[Extracted records]
--- --- ---

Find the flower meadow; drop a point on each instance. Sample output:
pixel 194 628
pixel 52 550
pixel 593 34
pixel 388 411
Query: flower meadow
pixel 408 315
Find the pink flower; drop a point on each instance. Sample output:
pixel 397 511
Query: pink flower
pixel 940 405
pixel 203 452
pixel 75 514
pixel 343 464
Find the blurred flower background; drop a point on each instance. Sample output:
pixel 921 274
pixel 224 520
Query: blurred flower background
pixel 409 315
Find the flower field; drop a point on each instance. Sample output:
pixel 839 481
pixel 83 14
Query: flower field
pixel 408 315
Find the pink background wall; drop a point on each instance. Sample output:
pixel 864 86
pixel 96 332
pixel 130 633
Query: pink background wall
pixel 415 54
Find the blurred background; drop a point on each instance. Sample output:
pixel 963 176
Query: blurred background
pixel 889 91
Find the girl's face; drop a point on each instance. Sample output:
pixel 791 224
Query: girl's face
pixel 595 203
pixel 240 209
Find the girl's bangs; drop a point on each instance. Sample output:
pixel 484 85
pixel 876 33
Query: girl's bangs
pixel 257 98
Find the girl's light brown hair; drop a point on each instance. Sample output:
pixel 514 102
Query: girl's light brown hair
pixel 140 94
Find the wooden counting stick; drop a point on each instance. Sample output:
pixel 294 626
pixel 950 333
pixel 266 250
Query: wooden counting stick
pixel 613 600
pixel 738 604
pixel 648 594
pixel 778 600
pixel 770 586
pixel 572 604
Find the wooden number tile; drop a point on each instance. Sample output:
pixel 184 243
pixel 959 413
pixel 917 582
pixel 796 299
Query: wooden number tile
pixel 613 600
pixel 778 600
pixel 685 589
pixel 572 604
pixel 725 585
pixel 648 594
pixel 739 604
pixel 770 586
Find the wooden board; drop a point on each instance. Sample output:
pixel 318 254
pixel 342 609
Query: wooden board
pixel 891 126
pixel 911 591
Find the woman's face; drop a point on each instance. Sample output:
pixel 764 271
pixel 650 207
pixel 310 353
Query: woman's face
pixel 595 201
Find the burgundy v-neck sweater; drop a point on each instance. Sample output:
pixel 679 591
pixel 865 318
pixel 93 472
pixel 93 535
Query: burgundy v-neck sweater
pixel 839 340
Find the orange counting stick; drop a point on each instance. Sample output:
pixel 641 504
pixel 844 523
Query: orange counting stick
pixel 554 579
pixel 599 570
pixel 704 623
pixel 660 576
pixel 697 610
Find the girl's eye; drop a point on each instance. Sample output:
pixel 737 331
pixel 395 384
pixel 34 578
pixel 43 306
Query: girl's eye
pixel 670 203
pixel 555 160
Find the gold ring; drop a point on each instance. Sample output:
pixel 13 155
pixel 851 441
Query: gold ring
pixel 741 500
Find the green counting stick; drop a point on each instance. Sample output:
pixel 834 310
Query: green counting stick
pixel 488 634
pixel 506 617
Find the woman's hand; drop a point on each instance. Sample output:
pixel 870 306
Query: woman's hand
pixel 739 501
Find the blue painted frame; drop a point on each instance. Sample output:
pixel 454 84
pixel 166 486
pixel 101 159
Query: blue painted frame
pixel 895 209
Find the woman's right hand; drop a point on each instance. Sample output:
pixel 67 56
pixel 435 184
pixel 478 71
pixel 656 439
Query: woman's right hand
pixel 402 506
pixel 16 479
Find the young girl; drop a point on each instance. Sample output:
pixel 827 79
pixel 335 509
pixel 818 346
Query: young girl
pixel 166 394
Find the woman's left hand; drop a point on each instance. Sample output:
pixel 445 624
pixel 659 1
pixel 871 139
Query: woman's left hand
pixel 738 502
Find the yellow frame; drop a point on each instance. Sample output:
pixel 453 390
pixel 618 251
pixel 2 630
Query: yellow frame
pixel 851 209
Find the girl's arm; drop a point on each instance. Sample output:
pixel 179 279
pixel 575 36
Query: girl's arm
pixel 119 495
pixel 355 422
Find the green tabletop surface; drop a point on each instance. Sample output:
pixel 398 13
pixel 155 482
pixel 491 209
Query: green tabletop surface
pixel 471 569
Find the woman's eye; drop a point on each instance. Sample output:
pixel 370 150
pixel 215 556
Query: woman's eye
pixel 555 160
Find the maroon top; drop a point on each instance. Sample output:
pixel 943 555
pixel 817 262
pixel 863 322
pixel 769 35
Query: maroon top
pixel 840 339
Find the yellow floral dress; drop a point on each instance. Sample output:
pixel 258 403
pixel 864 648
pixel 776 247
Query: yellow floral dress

--- --- ---

Swap every "Sample output" in the lines above for "Example output", and leave everything else in the lines unchanged.

_REPLY TO THE TASK_
Find the flower meadow; drop a point on each instance. Example output:
pixel 194 628
pixel 52 550
pixel 593 34
pixel 388 411
Query: flower meadow
pixel 408 315
Find the pink flower; drop a point on each instance. Example output:
pixel 397 511
Query: pink flower
pixel 940 405
pixel 203 452
pixel 75 514
pixel 343 464
Find the blurred flower background; drop a point on each instance. Example output:
pixel 921 274
pixel 224 520
Query: blurred flower background
pixel 409 315
Find the flower field; drop a point on each instance. Example output:
pixel 839 481
pixel 83 14
Query: flower field
pixel 408 315
Find the pink background wall; drop a point on each instance. Example output:
pixel 864 86
pixel 96 332
pixel 130 633
Query: pink background wall
pixel 415 54
Find the blurred background; drop a point on each instance. Example output:
pixel 963 176
Query: blurred background
pixel 889 91
Find the girl's face; drop a point on each instance. Example output:
pixel 791 224
Query: girl's face
pixel 595 203
pixel 240 209
Find the girl's bangs; drop a point on each instance. Example output:
pixel 484 85
pixel 876 33
Query: girl's bangs
pixel 257 98
Find the girl's light brown hair; drop a point on each instance. Example output:
pixel 514 102
Query: girl's light brown hair
pixel 140 94
Find the wooden counting stick; drop a point on each instance. Example output:
pixel 294 626
pixel 950 333
pixel 266 250
Query: wooden counting stick
pixel 613 600
pixel 738 604
pixel 648 594
pixel 778 600
pixel 770 586
pixel 572 604
Find the wooden number tile; drop a point on each instance. Example output:
pixel 184 243
pixel 959 413
pixel 917 582
pixel 796 299
Query: wooden number tile
pixel 613 600
pixel 778 600
pixel 685 589
pixel 572 604
pixel 725 585
pixel 648 594
pixel 739 604
pixel 770 586
Find the wooden board; drop a point on each instance. Example output:
pixel 318 254
pixel 342 609
Query: wooden board
pixel 891 126
pixel 911 591
Find the woman's face; drop a point on each instance. Example output:
pixel 764 271
pixel 650 207
pixel 310 353
Query: woman's face
pixel 595 201
Find the burgundy v-neck sweater; drop a point on each instance. Example output:
pixel 679 591
pixel 865 318
pixel 93 472
pixel 93 535
Query: burgundy v-neck sweater
pixel 839 340
Find the orange counting stick; drop a point on each instance. Example output:
pixel 641 504
pixel 844 523
Query: orange counting stick
pixel 554 579
pixel 599 570
pixel 704 623
pixel 660 576
pixel 697 610
Find the girl's eye; drop a point on each instance. Example output:
pixel 737 331
pixel 395 384
pixel 34 578
pixel 43 306
Query: girl's eye
pixel 670 203
pixel 555 160
Find the gold ring; drop a point on each instance. Example output:
pixel 13 155
pixel 851 441
Query: gold ring
pixel 741 500
Find the green counting stick; drop a point on each instance. Example output:
pixel 834 310
Query: green counting stick
pixel 488 634
pixel 506 617
Find the woman's hand; drop a point on each instance. Example output:
pixel 870 306
Query: woman's hand
pixel 739 501
Find the blue painted frame; drop a point on each instance. Example output:
pixel 454 84
pixel 166 486
pixel 101 159
Query: blue painted frame
pixel 895 209
Find the woman's right hand; drop a point on each instance. Example output:
pixel 67 56
pixel 435 184
pixel 478 71
pixel 656 439
Query: woman's right hand
pixel 402 506
pixel 16 479
Find the young girl; drop a point on each instance. Example output:
pixel 827 79
pixel 335 509
pixel 818 346
Query: young girl
pixel 166 394
Find the woman's left hand; drop a point on each instance. Example output:
pixel 445 624
pixel 659 1
pixel 871 139
Query: woman's left hand
pixel 738 502
Find the yellow frame; drop a point on each instance. Example output:
pixel 453 390
pixel 618 251
pixel 2 630
Query: yellow frame
pixel 851 209
Find the girl's arm; drop a point on each instance. Example output:
pixel 179 279
pixel 575 36
Query: girl's arm
pixel 119 495
pixel 355 422
Find the green tabletop surface; drop a point on each instance. Example output:
pixel 398 13
pixel 155 482
pixel 491 209
Query: green tabletop surface
pixel 471 569
Find the woman's eye; drop a point on each instance. Example output:
pixel 370 150
pixel 215 556
Query: woman's eye
pixel 555 160
Find the maroon top; drop a point on each instance. Example output:
pixel 943 555
pixel 817 262
pixel 863 322
pixel 769 35
Query: maroon top
pixel 840 339
Find the yellow floral dress; drop a point on each instance. Example output:
pixel 258 403
pixel 864 648
pixel 776 247
Query: yellow floral dress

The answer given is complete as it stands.